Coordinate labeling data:
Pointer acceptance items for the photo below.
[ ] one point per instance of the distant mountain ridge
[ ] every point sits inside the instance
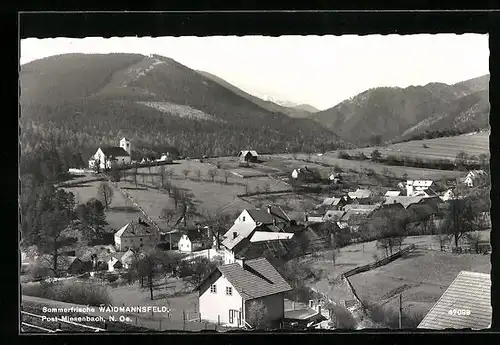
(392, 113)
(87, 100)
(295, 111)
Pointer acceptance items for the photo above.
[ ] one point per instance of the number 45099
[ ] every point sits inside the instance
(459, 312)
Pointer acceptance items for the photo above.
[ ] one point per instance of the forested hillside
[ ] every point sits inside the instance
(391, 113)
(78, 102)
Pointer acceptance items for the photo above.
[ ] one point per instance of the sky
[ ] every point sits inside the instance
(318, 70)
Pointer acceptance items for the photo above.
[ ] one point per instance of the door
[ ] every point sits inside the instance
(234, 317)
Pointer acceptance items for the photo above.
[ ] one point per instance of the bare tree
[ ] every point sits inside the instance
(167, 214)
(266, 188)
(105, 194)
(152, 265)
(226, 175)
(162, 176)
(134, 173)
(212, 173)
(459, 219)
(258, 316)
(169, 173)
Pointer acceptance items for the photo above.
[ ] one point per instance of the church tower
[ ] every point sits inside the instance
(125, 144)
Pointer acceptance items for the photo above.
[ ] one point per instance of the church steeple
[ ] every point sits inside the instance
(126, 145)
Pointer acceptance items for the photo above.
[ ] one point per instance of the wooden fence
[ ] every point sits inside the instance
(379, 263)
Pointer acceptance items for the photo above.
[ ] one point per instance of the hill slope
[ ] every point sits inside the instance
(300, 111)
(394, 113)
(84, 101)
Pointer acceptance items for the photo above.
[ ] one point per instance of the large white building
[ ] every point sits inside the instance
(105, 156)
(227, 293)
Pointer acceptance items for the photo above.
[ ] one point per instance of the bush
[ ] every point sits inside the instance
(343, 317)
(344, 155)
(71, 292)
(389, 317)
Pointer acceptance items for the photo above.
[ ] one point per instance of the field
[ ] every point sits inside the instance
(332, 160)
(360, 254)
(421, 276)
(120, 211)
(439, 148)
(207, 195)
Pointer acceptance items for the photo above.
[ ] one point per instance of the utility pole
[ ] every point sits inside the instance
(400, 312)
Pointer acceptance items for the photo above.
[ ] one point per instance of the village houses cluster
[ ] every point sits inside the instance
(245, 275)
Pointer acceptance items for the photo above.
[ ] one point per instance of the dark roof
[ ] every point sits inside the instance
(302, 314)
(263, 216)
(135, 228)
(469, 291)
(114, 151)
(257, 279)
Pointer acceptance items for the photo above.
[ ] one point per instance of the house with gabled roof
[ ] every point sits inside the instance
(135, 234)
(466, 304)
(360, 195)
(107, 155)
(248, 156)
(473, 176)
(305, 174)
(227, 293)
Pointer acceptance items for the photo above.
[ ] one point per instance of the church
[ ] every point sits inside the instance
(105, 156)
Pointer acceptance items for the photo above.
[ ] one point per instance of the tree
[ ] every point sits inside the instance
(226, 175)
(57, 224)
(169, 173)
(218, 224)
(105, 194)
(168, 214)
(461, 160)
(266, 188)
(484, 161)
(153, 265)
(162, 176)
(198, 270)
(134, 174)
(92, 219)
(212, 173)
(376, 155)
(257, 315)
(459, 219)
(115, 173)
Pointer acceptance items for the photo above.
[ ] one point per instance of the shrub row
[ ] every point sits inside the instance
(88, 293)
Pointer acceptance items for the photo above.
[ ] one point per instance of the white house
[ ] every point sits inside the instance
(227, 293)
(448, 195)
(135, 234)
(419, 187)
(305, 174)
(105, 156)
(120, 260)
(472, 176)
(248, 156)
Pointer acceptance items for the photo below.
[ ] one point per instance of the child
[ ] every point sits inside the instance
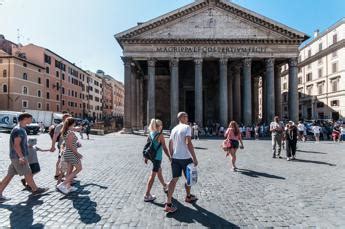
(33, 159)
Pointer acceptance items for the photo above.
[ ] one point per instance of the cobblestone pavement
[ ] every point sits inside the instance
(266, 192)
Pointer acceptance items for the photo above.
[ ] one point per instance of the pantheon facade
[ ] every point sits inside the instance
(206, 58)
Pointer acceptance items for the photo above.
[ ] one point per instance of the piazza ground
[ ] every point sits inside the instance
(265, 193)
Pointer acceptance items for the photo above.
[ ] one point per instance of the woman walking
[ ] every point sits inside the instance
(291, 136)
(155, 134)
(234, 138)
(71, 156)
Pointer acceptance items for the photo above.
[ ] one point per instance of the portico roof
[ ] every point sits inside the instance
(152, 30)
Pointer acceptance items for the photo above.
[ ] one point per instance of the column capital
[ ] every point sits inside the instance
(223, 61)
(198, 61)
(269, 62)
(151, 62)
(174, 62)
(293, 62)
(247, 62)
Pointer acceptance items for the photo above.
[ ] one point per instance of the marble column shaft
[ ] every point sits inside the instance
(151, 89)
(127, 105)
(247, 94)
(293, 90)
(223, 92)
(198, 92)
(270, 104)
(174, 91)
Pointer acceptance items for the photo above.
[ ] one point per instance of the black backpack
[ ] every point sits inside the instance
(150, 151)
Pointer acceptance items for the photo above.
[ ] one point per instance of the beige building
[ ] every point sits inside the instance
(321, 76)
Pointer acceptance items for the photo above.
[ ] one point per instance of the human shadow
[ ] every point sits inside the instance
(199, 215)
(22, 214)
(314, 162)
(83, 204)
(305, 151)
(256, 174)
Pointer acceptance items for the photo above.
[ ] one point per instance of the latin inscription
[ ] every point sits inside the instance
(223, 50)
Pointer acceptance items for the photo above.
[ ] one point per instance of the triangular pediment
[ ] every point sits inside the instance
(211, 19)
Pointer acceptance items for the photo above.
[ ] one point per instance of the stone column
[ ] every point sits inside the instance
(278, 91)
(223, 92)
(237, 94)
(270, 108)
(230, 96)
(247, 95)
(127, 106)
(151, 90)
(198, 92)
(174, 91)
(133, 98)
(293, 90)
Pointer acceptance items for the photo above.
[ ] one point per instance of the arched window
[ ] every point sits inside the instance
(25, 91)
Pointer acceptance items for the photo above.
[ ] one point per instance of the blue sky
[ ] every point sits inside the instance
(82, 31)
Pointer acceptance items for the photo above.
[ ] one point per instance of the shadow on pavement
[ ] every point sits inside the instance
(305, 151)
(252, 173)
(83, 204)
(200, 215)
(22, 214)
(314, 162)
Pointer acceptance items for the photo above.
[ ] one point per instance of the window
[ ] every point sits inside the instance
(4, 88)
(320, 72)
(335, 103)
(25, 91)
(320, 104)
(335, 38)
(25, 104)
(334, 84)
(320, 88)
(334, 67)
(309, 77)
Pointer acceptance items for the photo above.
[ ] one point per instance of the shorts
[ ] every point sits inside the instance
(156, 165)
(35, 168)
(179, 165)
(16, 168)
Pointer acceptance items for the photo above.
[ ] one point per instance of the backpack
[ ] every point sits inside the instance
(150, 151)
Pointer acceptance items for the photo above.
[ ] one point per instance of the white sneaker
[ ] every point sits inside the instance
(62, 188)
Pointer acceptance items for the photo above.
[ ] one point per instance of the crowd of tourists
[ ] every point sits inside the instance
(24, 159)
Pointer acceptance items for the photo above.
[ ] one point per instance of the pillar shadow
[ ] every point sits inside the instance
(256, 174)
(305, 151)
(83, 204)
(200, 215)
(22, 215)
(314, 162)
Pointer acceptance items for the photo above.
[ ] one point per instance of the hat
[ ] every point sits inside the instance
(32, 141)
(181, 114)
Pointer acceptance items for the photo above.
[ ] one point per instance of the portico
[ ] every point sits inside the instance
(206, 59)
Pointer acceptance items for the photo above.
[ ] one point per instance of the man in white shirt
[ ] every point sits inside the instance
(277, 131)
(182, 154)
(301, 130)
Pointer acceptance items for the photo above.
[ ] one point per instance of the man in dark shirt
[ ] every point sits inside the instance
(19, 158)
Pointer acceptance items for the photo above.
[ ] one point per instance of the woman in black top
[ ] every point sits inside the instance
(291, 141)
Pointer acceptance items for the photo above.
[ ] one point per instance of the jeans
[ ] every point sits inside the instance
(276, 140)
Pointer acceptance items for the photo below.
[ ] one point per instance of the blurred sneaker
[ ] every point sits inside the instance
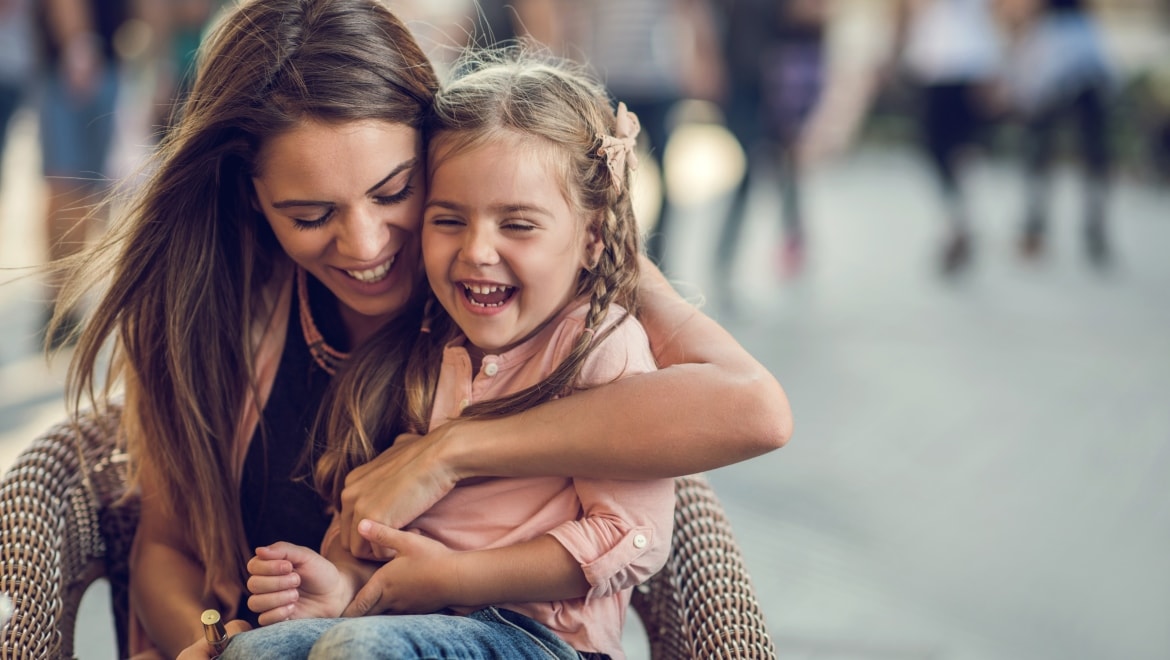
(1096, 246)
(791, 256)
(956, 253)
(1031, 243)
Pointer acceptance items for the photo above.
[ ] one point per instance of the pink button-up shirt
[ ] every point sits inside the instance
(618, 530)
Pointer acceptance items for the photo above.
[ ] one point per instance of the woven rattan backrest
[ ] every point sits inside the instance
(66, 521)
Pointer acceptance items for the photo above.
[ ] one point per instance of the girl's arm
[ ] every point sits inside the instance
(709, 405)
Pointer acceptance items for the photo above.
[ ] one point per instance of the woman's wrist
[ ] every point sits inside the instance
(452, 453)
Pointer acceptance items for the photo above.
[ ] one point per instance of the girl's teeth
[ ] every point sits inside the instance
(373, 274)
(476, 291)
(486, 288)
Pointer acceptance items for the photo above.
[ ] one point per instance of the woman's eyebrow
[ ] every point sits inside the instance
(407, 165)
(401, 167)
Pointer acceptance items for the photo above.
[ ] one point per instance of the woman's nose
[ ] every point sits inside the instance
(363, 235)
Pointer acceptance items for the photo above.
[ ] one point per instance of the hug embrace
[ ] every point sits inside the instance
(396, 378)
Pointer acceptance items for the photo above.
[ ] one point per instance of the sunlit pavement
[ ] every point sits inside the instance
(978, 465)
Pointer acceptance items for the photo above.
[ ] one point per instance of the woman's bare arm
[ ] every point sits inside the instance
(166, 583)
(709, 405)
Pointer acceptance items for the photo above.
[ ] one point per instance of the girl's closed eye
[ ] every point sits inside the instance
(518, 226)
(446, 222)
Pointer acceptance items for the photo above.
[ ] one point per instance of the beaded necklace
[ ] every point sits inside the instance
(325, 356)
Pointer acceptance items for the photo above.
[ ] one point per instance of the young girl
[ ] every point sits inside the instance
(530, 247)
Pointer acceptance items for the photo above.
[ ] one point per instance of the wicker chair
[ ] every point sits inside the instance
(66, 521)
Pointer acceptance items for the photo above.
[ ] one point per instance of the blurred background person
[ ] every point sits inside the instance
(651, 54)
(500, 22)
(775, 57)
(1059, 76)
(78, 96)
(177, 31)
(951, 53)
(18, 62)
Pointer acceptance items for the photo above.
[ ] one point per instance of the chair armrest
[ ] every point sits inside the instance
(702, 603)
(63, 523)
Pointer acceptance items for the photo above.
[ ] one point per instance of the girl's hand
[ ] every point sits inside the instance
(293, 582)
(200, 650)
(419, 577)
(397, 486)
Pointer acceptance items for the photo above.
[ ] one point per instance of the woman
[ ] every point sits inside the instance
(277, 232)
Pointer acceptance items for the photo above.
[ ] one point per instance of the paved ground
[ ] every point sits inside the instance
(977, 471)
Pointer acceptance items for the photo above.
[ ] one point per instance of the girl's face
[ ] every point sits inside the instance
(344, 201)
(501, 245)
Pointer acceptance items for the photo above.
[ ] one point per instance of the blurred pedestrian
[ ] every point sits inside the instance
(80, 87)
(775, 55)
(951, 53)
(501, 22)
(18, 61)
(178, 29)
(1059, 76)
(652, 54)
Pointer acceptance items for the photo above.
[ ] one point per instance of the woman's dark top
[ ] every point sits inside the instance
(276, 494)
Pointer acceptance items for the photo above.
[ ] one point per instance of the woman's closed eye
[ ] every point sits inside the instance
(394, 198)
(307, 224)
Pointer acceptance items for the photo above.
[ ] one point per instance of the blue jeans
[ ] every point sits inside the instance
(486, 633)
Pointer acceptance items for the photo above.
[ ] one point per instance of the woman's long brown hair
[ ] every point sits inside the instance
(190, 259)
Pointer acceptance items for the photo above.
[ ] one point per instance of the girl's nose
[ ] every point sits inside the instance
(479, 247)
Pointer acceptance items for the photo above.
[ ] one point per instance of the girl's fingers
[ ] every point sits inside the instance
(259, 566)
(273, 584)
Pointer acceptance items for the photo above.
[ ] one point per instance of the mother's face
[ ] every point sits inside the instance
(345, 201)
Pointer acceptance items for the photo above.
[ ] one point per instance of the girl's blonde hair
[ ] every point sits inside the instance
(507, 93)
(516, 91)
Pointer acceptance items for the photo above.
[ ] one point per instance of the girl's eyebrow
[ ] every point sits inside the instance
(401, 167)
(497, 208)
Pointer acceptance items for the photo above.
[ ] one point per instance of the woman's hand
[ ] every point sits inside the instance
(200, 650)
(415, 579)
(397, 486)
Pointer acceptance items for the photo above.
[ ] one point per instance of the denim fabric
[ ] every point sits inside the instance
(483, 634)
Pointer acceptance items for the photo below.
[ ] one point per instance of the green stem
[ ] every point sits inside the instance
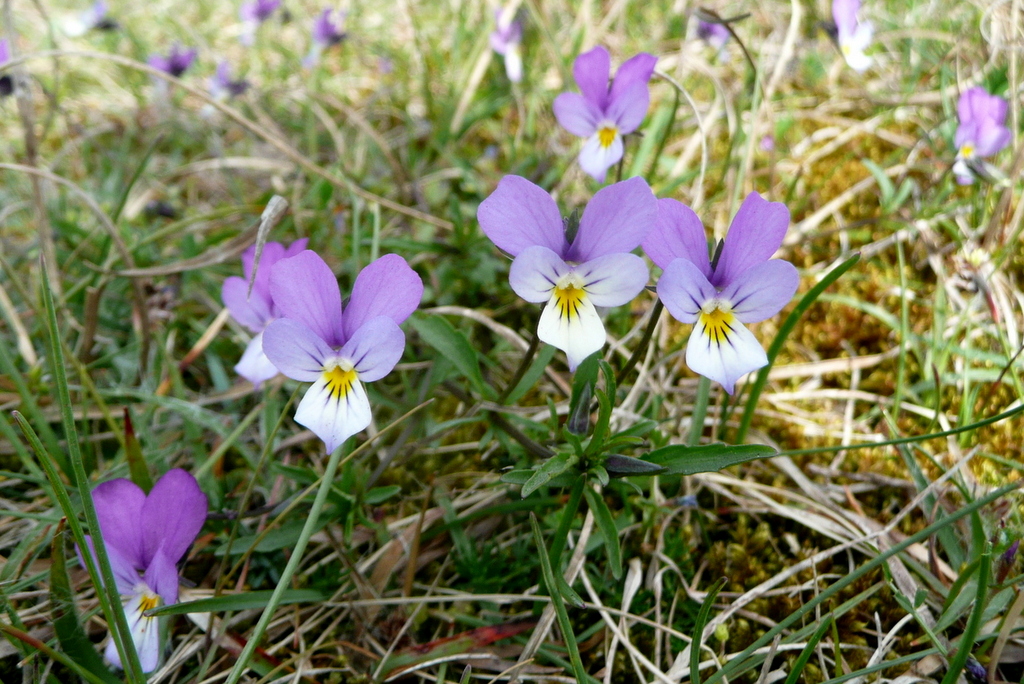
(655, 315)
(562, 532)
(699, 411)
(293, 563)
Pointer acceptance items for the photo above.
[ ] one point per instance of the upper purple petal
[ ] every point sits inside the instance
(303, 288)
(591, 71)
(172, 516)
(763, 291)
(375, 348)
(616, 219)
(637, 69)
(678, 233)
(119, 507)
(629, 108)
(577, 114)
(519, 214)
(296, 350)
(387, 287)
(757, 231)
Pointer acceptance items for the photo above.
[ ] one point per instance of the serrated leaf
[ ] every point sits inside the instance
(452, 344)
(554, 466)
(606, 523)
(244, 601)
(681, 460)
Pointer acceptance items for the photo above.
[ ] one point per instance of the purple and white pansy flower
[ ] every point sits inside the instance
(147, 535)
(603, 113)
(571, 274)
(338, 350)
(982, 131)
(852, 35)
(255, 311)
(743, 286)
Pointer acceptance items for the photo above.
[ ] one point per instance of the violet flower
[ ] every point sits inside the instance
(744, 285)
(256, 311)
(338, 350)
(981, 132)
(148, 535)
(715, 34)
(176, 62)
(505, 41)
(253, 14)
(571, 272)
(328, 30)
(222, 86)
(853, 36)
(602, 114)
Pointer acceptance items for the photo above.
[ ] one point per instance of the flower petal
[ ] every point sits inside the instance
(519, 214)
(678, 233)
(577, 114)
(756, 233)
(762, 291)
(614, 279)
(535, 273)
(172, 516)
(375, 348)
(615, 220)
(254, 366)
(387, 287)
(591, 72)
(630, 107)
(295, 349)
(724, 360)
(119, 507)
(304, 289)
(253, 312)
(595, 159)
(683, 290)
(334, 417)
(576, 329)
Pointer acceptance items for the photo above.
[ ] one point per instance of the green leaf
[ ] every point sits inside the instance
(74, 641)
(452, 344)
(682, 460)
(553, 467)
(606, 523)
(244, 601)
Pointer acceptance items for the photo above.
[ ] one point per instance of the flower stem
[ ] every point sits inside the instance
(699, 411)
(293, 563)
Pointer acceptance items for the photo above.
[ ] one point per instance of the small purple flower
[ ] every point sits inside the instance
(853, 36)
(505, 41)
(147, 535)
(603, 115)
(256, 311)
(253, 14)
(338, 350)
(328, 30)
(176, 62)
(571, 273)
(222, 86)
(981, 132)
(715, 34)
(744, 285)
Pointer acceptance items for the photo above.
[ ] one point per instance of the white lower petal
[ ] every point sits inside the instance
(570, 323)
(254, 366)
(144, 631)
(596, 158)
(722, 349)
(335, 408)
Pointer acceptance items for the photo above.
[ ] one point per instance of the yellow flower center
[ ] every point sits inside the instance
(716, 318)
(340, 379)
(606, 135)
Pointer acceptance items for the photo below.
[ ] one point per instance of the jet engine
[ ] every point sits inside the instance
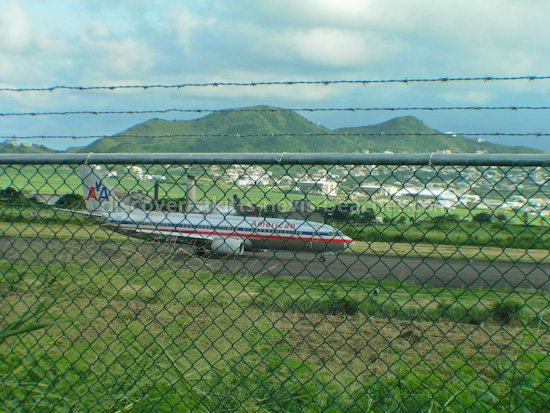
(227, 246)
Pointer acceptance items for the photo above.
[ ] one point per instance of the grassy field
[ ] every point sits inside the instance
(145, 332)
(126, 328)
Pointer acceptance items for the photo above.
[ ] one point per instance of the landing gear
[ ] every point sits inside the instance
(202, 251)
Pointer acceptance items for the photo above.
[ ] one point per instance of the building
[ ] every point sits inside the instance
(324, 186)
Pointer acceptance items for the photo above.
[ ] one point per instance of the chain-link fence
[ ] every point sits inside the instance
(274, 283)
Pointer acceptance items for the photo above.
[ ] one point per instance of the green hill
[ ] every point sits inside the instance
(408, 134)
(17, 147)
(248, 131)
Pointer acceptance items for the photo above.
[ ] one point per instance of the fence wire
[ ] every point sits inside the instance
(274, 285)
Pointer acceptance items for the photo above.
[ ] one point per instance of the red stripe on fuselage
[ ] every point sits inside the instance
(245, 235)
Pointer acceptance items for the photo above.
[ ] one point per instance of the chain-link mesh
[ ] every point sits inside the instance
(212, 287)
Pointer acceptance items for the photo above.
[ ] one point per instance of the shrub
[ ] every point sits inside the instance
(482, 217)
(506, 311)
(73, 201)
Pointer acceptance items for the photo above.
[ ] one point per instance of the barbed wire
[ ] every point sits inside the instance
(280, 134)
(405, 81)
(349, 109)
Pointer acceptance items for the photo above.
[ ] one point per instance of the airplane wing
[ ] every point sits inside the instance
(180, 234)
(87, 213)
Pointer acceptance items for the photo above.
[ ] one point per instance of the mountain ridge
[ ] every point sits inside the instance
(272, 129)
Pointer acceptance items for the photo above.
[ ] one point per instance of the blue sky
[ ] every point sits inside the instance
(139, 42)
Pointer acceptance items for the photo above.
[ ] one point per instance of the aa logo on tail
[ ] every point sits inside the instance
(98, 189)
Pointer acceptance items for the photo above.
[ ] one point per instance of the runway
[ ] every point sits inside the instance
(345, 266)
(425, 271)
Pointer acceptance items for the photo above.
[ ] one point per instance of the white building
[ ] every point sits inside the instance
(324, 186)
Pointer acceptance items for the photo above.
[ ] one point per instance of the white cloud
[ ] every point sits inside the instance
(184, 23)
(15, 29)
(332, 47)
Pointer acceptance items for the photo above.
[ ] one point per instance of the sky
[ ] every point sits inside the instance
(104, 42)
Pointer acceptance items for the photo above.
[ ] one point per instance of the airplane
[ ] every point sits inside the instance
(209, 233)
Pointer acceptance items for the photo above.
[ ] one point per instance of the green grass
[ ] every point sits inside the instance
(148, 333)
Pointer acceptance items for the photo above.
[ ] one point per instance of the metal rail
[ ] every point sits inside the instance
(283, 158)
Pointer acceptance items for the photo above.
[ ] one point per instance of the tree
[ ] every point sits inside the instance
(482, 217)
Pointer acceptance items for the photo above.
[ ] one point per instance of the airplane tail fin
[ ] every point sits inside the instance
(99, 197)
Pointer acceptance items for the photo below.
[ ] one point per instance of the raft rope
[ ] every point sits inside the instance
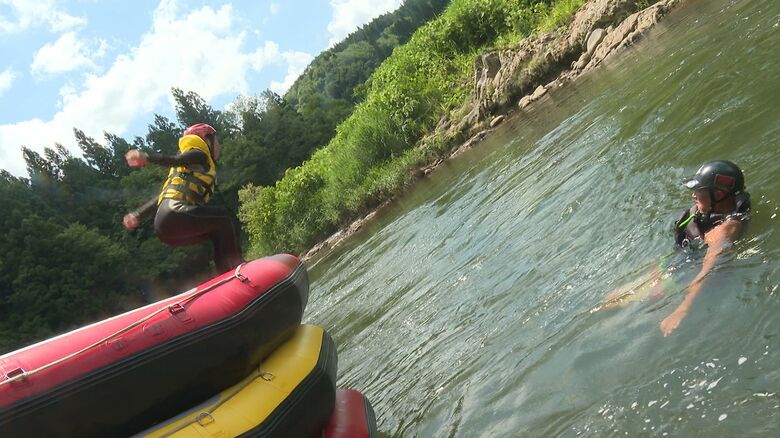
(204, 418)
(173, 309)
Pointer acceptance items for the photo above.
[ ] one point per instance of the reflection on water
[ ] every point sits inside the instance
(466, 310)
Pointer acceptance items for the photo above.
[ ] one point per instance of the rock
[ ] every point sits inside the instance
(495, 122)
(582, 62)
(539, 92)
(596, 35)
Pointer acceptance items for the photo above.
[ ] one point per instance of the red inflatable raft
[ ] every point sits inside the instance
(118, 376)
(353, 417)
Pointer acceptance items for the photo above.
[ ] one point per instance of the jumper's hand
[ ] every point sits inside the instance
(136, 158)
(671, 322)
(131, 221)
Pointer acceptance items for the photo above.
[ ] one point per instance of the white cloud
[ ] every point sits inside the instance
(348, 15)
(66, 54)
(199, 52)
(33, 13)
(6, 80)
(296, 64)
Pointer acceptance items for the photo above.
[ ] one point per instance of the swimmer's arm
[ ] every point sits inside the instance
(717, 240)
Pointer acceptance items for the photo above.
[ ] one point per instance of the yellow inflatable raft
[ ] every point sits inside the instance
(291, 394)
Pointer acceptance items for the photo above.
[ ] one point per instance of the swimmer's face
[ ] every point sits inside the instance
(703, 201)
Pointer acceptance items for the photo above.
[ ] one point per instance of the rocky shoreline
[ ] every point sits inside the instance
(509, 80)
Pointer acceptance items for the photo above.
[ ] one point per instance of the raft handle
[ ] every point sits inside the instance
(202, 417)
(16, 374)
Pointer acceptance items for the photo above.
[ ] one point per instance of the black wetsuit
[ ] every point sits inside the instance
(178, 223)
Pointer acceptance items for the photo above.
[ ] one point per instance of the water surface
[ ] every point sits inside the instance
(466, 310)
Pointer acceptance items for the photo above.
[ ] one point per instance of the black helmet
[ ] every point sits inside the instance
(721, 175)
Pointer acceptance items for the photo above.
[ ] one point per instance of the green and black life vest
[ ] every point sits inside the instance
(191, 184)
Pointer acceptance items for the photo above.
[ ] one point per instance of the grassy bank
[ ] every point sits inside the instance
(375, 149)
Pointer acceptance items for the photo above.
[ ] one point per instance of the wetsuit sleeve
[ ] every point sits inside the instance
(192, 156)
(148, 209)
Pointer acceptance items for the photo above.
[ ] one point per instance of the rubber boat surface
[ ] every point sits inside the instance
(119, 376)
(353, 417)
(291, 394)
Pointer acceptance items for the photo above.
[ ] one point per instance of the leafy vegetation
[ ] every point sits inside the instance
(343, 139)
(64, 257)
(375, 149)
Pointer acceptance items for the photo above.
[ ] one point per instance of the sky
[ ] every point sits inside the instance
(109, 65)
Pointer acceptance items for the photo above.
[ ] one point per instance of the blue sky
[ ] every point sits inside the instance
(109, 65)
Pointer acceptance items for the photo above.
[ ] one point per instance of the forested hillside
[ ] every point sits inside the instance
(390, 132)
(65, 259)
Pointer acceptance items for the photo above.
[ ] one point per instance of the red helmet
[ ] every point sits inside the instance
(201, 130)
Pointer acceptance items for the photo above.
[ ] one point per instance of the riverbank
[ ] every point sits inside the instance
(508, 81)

■ **CHALLENGE**
Select every line in the rows above that contains the string "building", matching case exactly, and copy each one.

■ **TASK RESULT**
[ ] one point per instance of the large white building
[ ] one point per instance of the beige building
[ ] one point per instance of the building
[ ] one point per instance of the white building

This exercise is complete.